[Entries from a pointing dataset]
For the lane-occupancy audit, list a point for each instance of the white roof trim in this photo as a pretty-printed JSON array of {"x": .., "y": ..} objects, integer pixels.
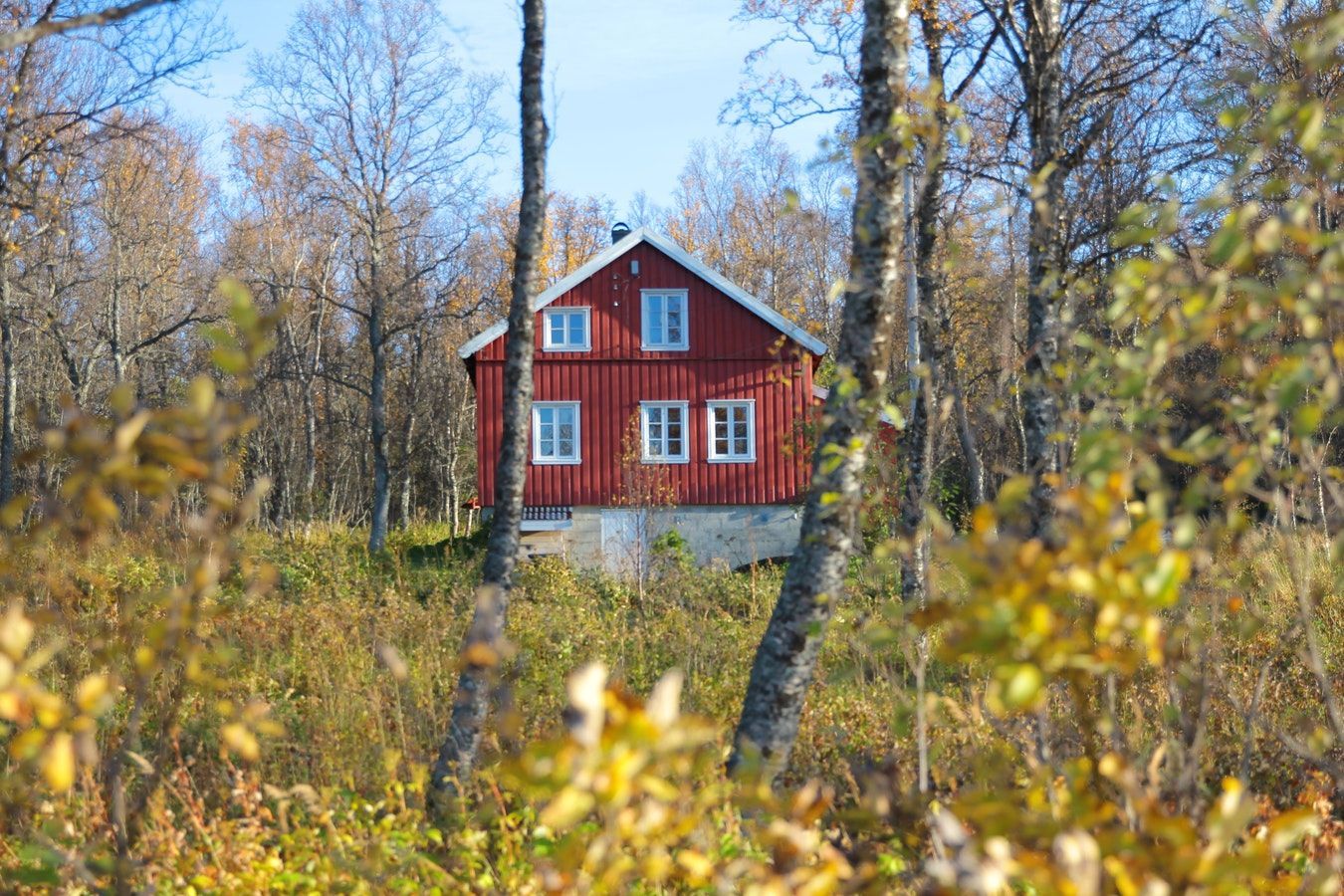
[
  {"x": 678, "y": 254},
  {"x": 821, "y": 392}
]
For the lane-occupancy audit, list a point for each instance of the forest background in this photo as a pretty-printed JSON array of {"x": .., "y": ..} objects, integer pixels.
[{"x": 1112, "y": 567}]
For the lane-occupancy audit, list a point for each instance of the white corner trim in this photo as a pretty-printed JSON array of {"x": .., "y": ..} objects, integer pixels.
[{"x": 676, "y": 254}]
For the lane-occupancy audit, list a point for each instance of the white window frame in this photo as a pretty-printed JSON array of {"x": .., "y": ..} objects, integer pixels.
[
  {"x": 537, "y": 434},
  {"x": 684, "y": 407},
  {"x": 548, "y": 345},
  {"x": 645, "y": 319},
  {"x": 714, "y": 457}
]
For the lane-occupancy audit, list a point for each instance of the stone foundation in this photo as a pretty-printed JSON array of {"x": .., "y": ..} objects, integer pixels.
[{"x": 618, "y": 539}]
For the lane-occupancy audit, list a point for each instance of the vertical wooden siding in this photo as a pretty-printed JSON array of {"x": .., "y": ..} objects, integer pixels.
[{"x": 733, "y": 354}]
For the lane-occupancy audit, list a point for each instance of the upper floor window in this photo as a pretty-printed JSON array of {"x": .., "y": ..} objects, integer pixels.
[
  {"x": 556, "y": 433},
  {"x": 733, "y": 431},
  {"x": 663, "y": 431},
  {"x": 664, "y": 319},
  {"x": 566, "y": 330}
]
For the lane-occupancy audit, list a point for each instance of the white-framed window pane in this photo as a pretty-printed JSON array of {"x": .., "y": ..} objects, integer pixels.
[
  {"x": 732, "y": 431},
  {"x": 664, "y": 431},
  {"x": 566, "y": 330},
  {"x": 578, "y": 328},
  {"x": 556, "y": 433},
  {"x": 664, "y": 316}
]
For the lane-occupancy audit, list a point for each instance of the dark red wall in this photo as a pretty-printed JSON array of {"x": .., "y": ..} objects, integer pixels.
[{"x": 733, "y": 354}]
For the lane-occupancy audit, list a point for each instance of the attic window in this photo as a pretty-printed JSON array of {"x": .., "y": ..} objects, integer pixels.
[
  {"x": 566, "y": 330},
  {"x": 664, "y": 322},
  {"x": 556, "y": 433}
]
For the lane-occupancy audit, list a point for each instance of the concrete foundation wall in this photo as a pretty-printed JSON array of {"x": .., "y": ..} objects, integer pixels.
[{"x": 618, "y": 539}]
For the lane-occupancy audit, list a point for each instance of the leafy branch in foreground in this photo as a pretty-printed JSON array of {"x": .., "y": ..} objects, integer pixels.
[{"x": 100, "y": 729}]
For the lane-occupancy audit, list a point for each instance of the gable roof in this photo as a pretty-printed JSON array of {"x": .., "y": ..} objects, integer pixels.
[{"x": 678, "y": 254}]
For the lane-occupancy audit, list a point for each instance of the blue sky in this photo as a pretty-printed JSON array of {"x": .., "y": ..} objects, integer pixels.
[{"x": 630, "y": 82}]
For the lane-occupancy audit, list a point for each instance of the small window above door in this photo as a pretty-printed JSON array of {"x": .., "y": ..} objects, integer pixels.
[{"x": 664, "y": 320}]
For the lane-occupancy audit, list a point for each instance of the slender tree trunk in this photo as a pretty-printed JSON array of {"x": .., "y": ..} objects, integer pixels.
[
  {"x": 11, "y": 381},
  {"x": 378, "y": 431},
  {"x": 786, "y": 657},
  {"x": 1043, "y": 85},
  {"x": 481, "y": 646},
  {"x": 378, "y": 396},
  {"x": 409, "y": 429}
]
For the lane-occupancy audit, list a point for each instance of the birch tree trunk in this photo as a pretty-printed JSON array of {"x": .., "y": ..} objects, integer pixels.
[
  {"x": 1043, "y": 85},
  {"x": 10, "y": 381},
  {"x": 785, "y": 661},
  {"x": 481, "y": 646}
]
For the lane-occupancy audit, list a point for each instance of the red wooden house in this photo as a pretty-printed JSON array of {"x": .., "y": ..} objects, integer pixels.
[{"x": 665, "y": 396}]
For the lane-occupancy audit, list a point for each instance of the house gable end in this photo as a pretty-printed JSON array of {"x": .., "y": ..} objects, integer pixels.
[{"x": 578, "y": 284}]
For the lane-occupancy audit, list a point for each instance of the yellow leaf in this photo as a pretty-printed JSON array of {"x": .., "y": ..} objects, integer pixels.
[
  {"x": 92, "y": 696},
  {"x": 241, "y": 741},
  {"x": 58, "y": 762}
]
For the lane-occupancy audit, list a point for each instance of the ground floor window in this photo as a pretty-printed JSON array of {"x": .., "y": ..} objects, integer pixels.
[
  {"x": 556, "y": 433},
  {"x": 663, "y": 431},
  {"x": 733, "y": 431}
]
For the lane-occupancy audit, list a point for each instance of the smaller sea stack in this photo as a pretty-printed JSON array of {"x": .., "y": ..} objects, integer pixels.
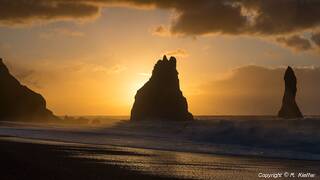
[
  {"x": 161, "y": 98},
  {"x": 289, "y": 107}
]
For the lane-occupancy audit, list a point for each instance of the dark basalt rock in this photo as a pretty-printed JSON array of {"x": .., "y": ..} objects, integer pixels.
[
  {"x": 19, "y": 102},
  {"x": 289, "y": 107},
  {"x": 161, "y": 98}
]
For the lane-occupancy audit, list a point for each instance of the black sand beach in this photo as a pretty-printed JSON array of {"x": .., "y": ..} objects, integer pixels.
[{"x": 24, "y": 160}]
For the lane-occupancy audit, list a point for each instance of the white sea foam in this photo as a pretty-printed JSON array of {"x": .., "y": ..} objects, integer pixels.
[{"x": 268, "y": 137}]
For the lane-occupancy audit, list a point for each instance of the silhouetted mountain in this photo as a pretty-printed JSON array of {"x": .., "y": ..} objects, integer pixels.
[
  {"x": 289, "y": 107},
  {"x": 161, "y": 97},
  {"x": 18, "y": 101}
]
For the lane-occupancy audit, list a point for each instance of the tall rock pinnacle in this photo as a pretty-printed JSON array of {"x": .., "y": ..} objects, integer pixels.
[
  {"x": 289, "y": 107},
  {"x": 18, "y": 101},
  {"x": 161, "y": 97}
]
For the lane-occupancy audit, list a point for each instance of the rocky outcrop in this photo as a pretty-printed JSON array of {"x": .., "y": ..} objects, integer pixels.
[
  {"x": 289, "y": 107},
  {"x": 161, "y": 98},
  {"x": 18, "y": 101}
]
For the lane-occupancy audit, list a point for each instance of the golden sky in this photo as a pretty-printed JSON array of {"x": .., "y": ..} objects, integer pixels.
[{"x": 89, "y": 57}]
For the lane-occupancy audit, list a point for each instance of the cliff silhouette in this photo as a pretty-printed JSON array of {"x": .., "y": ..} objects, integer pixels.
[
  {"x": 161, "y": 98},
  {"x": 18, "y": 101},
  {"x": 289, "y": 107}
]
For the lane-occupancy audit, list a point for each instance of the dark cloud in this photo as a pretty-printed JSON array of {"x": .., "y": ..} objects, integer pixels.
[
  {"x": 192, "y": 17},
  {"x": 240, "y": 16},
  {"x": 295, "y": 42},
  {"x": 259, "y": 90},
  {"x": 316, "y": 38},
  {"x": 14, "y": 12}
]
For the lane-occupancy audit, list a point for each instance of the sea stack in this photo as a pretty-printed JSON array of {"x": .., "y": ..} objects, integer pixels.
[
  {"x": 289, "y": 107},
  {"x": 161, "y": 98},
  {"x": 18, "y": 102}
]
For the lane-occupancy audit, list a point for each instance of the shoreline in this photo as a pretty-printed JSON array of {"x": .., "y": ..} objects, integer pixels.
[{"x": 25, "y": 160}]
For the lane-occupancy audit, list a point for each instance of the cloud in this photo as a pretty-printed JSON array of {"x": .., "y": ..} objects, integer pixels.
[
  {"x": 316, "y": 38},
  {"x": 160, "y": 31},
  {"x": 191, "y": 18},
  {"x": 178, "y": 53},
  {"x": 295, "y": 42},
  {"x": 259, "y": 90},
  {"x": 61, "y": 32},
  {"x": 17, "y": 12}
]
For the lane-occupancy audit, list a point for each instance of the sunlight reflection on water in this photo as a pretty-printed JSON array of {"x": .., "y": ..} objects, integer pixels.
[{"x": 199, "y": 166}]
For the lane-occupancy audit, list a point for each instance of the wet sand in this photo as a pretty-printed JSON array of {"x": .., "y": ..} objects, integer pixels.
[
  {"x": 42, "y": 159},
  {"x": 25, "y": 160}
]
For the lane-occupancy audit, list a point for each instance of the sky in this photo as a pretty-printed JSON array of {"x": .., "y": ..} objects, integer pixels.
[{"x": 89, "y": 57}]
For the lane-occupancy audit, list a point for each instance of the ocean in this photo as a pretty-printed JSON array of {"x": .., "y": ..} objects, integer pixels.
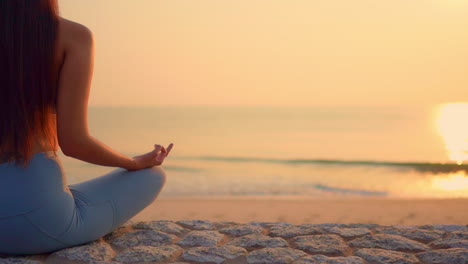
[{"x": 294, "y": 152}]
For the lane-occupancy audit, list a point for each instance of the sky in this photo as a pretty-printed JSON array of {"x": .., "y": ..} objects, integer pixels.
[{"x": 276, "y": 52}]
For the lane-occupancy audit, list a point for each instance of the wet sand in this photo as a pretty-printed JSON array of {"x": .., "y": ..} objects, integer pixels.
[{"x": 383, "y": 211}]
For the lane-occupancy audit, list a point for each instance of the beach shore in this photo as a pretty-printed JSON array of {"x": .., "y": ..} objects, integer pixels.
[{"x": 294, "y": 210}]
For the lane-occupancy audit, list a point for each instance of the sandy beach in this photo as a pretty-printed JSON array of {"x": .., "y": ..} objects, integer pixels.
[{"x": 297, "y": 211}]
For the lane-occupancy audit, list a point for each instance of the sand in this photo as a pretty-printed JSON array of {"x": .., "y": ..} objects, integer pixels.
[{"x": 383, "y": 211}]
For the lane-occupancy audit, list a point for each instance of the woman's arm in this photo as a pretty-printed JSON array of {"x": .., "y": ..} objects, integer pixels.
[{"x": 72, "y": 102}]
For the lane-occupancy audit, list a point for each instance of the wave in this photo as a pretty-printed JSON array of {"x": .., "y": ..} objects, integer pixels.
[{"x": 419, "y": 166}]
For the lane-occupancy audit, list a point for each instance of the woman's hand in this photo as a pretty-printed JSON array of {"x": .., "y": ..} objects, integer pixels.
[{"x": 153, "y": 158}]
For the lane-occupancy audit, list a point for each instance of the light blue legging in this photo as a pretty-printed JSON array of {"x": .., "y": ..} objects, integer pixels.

• _Written instruction_: Return, unchanged, each line from the line containing "of the sandy" through the last line of the material.

• _Result of the task_:
For the lane-occupancy audit, list a point for each instance of the sandy beach in this photo as a pretty-printed JSON array of {"x": .., "y": ..} objects, integer pixels.
[{"x": 297, "y": 211}]
For the lane-occupancy audit, list a point for each instance of the sand in this photo as a pretty-printed JSON array of {"x": .., "y": ..} objects, integer pixels.
[{"x": 383, "y": 211}]
For the lane-occupancy audit, list a point for each instance of the woman's arm in this photo as a pretty-printed JSON array of {"x": .., "y": ..} objects, integer pixels.
[{"x": 72, "y": 102}]
For the lane-occupancy audit, list a point for each instance of the wave in this photo as a pretty-printed JSON array of {"x": .., "y": ..} objects, integer pixels.
[{"x": 419, "y": 166}]
For the lane-occupancy audit, list a point for each instance of the woman's hand in this photo as a pretty-printed JSON array of {"x": .., "y": ..} objects, integer pixels.
[{"x": 153, "y": 158}]
For the lane-occupancy audit, list a point for each instance of the light blue legging in this photo as a pretty-printed JSON array of {"x": .., "y": ..} objects, integer pixels.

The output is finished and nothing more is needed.